[Records from a dataset]
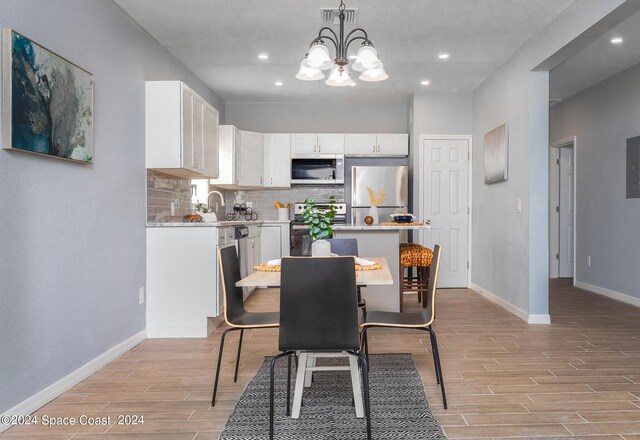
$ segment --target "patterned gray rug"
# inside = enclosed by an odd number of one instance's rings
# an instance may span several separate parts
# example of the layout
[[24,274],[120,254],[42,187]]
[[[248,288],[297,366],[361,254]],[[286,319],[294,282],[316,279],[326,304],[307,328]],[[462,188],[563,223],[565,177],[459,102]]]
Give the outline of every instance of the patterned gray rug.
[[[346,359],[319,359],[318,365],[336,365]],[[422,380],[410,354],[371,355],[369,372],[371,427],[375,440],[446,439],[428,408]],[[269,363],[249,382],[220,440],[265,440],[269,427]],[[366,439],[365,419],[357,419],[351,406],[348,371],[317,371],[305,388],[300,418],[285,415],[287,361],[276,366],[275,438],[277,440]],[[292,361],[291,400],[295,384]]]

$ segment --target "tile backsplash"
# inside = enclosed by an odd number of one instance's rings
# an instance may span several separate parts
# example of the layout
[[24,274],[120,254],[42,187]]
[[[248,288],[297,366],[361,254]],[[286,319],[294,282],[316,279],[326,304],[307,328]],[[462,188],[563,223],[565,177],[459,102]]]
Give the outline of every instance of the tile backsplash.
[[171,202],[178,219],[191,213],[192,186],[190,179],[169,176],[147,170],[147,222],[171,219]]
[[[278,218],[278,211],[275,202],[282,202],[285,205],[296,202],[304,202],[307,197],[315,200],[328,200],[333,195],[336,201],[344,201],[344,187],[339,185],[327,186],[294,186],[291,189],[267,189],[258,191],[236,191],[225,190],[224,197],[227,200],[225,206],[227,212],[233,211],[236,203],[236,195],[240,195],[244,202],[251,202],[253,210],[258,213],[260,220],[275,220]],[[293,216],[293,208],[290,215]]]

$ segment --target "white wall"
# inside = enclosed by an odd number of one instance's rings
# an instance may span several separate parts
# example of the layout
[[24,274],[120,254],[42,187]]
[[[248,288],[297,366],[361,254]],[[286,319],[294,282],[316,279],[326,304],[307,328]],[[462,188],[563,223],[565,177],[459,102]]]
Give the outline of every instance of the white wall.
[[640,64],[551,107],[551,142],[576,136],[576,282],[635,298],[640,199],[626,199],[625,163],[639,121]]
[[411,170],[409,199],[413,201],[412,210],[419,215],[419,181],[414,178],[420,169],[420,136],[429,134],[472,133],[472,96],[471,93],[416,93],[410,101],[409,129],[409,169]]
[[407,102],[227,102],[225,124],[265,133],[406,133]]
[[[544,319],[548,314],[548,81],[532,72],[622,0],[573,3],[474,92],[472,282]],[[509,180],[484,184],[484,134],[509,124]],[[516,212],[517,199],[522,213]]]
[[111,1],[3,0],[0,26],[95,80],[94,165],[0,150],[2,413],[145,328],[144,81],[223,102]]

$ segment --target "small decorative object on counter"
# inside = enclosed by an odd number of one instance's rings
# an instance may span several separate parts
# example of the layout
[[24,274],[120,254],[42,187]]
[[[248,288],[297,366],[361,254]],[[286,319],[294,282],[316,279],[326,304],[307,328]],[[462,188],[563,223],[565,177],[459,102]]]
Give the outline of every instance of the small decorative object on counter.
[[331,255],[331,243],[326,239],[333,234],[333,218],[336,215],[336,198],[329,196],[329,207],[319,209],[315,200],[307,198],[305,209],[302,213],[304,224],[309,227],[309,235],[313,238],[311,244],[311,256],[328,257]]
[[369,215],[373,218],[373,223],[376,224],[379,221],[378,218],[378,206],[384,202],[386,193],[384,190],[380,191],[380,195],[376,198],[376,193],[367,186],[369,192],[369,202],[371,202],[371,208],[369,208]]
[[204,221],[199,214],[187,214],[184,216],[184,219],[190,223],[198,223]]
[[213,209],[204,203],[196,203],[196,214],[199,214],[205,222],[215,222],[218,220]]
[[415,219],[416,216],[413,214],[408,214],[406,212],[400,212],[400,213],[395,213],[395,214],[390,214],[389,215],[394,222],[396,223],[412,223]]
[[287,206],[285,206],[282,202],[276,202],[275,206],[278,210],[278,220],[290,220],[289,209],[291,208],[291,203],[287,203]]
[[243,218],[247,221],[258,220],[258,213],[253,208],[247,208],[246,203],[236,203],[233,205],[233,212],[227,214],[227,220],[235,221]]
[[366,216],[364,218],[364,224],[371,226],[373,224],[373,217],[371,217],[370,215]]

* WHAT IS REQUIRED: Print every entry exactly; omit the pictures.

* REPLY:
$ segment --target "patterned gray rug"
# inside = enclosed by an odd number of one instance's rings
# an instance may span several separate parts
# example of the layout
[[24,274],[120,254],[42,187]]
[[[248,288],[297,366],[361,254]],[[286,319],[294,282],[316,279],[326,304],[307,328]],[[462,188],[563,223],[565,177],[459,102]]]
Give the outline of every instance of the patterned gray rug.
[[[346,359],[319,359],[318,365],[336,365]],[[422,380],[410,354],[371,355],[369,372],[371,427],[375,440],[446,439],[428,408]],[[269,363],[249,382],[220,440],[265,440],[269,427]],[[366,439],[365,419],[357,419],[351,406],[348,371],[317,371],[305,388],[300,418],[285,415],[287,361],[276,366],[275,438],[277,440]],[[292,361],[291,400],[295,384]]]

$ segment --target "tile backsplash"
# inside = enclosed by an odd number of one instance's rings
# an instance may span several separate parts
# example of the layout
[[24,274],[120,254],[42,187]]
[[[248,288],[297,366],[361,254]],[[286,319],[294,282],[316,279],[326,304],[307,328]],[[462,188],[563,223],[565,177],[459,102]]]
Give the outline of every instance of the tile backsplash.
[[171,202],[178,219],[191,213],[192,186],[190,179],[169,176],[147,170],[147,222],[171,219]]
[[[278,218],[278,211],[275,202],[282,202],[285,205],[296,202],[304,202],[307,197],[315,200],[328,200],[333,195],[336,201],[344,201],[344,187],[339,185],[327,186],[294,186],[291,189],[267,189],[258,191],[236,191],[225,190],[224,197],[227,200],[225,206],[227,212],[233,211],[236,203],[236,195],[240,195],[244,202],[251,202],[253,210],[258,213],[260,220],[275,220]],[[293,216],[293,208],[290,215]]]

$ segment --target "white wall"
# inside = enclosed by an odd number of one instance's rings
# an instance may span several separate parts
# example of the layout
[[24,274],[120,254],[42,187]]
[[[248,288],[297,366],[361,254]],[[286,319],[294,282],[316,279],[326,304],[307,328]],[[462,188],[563,223],[565,177],[459,102]]]
Give the outline of every instance of the white wall.
[[640,64],[551,107],[551,142],[576,136],[576,282],[635,298],[640,199],[626,199],[625,163],[639,121]]
[[411,170],[409,199],[413,201],[412,210],[419,215],[419,181],[414,178],[420,169],[420,136],[429,134],[472,133],[472,96],[471,93],[416,93],[410,101],[409,129],[409,169]]
[[407,102],[227,102],[225,124],[265,133],[406,133]]
[[[544,319],[548,314],[548,81],[532,72],[622,0],[573,3],[474,92],[472,282]],[[509,180],[484,184],[484,134],[509,124]],[[516,212],[517,199],[522,213]]]
[[111,1],[3,0],[0,26],[95,80],[94,165],[0,150],[2,413],[145,328],[144,81],[223,102]]

$ segment --target "small decorative object on counter"
# inside = enclosed by an odd number of one instance's rings
# an instance may span several separate parts
# example of the layout
[[24,274],[120,254],[42,187]]
[[[248,288],[297,366],[361,254]],[[286,319],[294,282],[316,279],[326,304],[307,328]],[[462,188],[563,223],[565,177],[459,102]]]
Give the outline of every instance of the small decorative object on counter.
[[331,255],[331,243],[326,239],[333,234],[333,218],[336,215],[336,198],[329,196],[329,207],[319,209],[315,200],[307,198],[305,209],[302,213],[304,224],[309,227],[309,235],[313,238],[311,244],[311,256],[328,257]]
[[369,215],[373,218],[373,223],[376,224],[379,221],[378,218],[378,206],[384,202],[386,193],[384,190],[380,191],[380,195],[376,198],[376,193],[367,186],[369,192],[369,202],[371,202],[371,208],[369,208]]
[[204,221],[199,214],[187,214],[184,216],[184,219],[190,223],[198,223]]
[[213,209],[204,203],[196,203],[196,214],[199,214],[205,222],[215,222],[218,220]]
[[415,219],[416,216],[413,214],[408,214],[406,212],[400,212],[400,213],[395,213],[395,214],[390,214],[389,215],[394,222],[396,223],[412,223]]
[[287,206],[285,206],[282,202],[276,202],[275,206],[278,210],[278,220],[290,220],[289,209],[291,208],[291,203],[287,203]]
[[243,218],[247,221],[258,220],[258,213],[253,208],[247,208],[246,203],[236,203],[233,205],[233,212],[227,214],[227,220],[235,221]]
[[366,216],[364,218],[364,224],[371,226],[373,224],[373,217],[371,217],[370,215]]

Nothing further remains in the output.